● **Set problem**:
Extract every line of the listing below that contains the word "black". Case counts.

# # #

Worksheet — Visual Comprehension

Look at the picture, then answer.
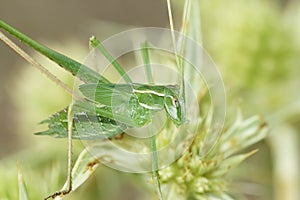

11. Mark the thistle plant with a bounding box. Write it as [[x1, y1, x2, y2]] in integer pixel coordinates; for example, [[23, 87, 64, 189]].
[[0, 1, 267, 200], [160, 114, 268, 200]]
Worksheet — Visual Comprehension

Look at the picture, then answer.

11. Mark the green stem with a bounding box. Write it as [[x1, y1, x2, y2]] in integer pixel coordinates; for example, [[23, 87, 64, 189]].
[[0, 20, 109, 83], [141, 42, 163, 200], [90, 36, 132, 83]]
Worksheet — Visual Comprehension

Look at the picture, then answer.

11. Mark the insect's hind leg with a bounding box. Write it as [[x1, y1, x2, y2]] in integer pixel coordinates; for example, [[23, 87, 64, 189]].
[[44, 102, 73, 200]]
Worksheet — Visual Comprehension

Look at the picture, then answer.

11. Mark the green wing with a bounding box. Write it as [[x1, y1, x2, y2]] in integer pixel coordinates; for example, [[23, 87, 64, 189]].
[[79, 83, 134, 107], [36, 102, 127, 140]]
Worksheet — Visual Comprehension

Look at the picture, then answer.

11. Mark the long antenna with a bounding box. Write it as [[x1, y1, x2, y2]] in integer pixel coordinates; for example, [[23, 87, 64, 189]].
[[0, 31, 73, 95], [167, 0, 187, 108]]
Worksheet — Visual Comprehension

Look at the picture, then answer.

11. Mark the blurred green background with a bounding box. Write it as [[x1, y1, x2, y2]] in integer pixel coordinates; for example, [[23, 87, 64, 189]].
[[0, 0, 300, 200]]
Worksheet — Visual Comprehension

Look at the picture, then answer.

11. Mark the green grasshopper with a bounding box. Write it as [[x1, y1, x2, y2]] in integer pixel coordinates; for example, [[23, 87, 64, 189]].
[[0, 17, 186, 198], [0, 20, 184, 139]]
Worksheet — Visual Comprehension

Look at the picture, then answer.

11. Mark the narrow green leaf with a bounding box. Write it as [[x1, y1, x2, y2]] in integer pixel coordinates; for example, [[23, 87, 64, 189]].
[[17, 162, 28, 200]]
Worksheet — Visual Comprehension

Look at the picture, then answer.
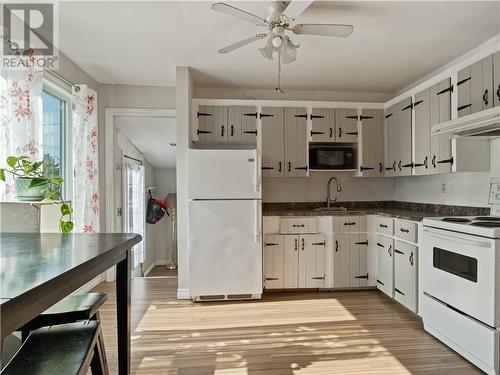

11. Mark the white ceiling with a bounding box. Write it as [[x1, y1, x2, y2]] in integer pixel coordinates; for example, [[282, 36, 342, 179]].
[[59, 1, 500, 93], [115, 116, 176, 168]]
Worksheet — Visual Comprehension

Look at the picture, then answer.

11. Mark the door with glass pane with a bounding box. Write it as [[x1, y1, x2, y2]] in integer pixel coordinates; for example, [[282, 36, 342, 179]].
[[122, 156, 146, 276]]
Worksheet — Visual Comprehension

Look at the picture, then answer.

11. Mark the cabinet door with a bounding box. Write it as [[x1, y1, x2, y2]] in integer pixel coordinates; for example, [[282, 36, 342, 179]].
[[261, 107, 285, 177], [335, 109, 358, 143], [385, 105, 398, 176], [299, 234, 326, 288], [285, 107, 308, 177], [394, 241, 417, 312], [377, 235, 394, 297], [264, 235, 284, 289], [493, 52, 500, 107], [359, 109, 384, 177], [397, 98, 413, 176], [283, 236, 299, 289], [213, 106, 228, 142], [349, 233, 368, 287], [333, 233, 351, 288], [311, 108, 335, 142], [196, 105, 214, 142], [241, 106, 257, 144], [413, 89, 431, 175], [429, 78, 453, 174]]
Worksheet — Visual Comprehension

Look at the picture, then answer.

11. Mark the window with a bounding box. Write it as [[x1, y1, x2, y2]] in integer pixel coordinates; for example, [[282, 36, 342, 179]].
[[41, 81, 72, 199]]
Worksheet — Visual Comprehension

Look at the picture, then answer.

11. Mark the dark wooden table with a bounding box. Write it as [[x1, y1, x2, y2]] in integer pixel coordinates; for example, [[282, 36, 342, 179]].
[[0, 233, 142, 374]]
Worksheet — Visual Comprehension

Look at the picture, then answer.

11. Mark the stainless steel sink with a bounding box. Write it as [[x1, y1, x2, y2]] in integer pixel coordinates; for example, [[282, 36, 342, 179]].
[[315, 207, 347, 212]]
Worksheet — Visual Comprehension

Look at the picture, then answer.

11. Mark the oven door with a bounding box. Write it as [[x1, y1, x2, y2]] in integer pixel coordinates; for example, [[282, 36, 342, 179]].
[[420, 227, 500, 327]]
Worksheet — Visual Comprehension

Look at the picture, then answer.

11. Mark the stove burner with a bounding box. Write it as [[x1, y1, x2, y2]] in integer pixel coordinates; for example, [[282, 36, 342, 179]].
[[476, 216, 500, 221], [441, 217, 470, 223], [470, 221, 500, 228]]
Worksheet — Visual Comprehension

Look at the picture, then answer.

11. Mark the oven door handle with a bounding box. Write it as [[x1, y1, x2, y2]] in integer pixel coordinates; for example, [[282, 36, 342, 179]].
[[424, 229, 491, 247]]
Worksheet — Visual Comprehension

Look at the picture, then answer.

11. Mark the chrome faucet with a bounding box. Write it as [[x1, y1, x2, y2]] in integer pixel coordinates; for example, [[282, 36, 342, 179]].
[[326, 176, 342, 208]]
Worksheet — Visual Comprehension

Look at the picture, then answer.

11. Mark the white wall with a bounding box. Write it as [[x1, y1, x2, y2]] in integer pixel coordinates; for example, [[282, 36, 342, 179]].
[[394, 138, 500, 207], [262, 176, 394, 202]]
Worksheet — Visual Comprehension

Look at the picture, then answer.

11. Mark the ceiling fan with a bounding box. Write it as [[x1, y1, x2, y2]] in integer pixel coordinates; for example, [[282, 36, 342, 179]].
[[211, 0, 353, 92]]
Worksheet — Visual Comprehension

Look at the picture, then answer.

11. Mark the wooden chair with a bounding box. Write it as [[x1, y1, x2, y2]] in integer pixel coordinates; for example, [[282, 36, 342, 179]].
[[0, 320, 108, 375], [19, 293, 108, 374]]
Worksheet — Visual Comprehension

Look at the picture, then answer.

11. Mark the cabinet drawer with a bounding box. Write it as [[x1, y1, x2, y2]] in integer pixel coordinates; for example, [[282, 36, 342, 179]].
[[280, 216, 317, 234], [375, 217, 394, 236], [339, 216, 366, 232], [394, 220, 418, 243], [421, 293, 500, 373]]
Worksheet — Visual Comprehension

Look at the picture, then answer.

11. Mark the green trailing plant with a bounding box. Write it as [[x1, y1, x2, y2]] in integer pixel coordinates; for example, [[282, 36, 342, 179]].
[[0, 156, 74, 233]]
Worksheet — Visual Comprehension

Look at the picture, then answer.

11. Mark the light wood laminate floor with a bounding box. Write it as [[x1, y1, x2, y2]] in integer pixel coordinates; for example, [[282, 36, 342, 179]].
[[95, 277, 481, 375]]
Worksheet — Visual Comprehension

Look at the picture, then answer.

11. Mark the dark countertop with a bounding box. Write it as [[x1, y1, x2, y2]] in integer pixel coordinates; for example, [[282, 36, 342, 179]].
[[263, 201, 489, 221]]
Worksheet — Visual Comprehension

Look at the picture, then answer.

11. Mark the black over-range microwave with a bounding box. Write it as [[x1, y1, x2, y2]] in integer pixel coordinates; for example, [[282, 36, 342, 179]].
[[309, 145, 355, 169]]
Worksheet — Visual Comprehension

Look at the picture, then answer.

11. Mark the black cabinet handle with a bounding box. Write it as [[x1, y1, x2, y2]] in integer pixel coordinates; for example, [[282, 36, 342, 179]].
[[354, 274, 368, 279], [311, 130, 325, 137], [196, 112, 212, 117], [457, 104, 472, 111], [483, 89, 489, 105], [359, 165, 375, 172], [438, 158, 453, 164]]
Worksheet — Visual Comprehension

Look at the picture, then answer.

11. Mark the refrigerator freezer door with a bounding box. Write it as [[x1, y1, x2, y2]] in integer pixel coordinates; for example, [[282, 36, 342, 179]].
[[188, 149, 261, 199], [189, 200, 262, 297]]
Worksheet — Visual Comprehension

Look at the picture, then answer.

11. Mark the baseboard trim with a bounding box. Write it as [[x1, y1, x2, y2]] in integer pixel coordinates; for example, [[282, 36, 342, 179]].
[[177, 289, 191, 299]]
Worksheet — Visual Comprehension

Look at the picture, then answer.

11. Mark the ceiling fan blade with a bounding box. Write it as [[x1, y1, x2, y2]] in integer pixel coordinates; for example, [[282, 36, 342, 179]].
[[210, 3, 266, 24], [292, 23, 353, 38], [217, 34, 268, 53], [283, 0, 313, 20]]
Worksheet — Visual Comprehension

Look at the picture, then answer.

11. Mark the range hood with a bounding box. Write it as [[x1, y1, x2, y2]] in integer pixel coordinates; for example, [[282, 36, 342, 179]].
[[432, 106, 500, 137]]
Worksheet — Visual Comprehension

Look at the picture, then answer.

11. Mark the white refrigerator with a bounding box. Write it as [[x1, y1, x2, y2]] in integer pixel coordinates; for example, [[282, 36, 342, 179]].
[[188, 149, 262, 300]]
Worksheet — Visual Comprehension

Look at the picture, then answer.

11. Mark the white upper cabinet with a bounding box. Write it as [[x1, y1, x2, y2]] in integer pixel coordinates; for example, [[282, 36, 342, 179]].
[[310, 108, 336, 142], [335, 108, 358, 143], [359, 109, 385, 177]]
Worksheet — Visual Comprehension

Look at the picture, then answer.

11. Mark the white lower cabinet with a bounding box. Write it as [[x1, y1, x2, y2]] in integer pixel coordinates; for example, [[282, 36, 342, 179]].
[[264, 234, 326, 289], [377, 234, 394, 297], [394, 240, 417, 311]]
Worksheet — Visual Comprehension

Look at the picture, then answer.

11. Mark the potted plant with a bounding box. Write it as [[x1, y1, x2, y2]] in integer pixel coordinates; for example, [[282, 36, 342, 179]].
[[0, 156, 74, 233]]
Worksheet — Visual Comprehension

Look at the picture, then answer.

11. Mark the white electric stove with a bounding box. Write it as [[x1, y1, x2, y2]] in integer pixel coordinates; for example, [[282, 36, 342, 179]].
[[419, 179, 500, 375]]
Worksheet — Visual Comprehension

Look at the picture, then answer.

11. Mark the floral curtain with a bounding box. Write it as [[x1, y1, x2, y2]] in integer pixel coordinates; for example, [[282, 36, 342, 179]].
[[72, 85, 99, 233], [0, 60, 43, 200]]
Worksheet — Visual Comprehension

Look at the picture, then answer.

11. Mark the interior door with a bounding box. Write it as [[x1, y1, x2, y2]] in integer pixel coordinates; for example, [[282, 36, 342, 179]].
[[264, 234, 284, 289], [196, 105, 214, 142], [335, 109, 358, 143], [311, 108, 335, 142], [122, 156, 146, 276], [260, 107, 285, 177], [285, 107, 308, 177], [377, 235, 394, 298]]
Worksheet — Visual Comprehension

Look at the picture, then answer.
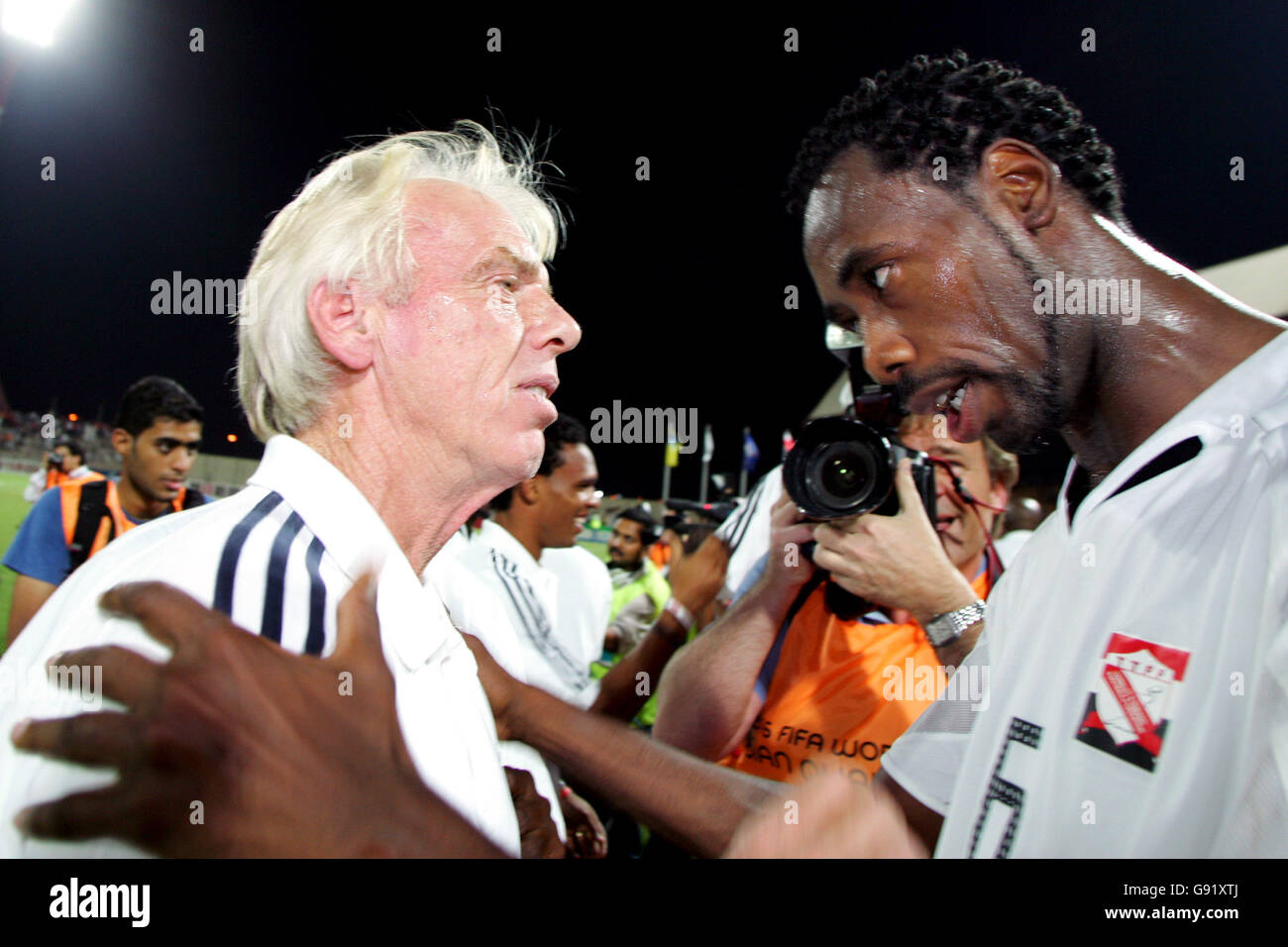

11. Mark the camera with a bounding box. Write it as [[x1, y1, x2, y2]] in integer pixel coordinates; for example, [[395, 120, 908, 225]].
[[783, 334, 935, 522], [783, 391, 935, 520]]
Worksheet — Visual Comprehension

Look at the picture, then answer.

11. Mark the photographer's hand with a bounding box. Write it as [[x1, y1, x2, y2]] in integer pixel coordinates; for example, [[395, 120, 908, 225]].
[[760, 489, 814, 598], [814, 460, 979, 625]]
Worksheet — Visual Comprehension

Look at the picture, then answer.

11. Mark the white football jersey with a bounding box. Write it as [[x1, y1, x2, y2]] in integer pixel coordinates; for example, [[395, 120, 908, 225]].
[[0, 436, 519, 858], [459, 519, 613, 708], [885, 333, 1288, 858]]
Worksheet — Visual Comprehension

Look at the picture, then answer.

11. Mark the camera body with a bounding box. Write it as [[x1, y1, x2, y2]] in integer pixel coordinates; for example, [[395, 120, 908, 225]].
[[783, 407, 935, 522]]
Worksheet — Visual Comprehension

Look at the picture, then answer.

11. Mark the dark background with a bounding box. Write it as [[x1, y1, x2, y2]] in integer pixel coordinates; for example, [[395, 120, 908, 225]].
[[0, 0, 1288, 496]]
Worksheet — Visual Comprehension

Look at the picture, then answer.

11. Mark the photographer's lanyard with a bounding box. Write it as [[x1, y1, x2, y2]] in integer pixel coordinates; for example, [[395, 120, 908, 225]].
[[756, 569, 828, 702]]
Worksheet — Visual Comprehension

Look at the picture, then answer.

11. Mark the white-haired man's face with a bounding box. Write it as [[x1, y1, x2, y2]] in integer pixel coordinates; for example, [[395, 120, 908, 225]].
[[375, 180, 581, 483]]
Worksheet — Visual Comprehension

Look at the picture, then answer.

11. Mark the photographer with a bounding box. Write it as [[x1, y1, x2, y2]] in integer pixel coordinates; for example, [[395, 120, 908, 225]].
[[654, 416, 1019, 783], [22, 438, 103, 502]]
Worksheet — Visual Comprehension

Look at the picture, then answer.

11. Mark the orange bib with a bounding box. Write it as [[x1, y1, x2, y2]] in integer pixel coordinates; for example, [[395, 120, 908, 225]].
[[721, 571, 989, 784]]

# # #

● **Output below**:
11. Mark the black over-range microwave with a bounding box. Write it as [[x1, y1, x2, y2]] in integer pixel coordinates; for example, [[282, 36, 342, 179]].
11. Mark the black cabinet handle with a bounding box. Write it as [[x1, y1, x2, y2]] in integer pixel coordinates; for example, [[282, 36, 342, 179]].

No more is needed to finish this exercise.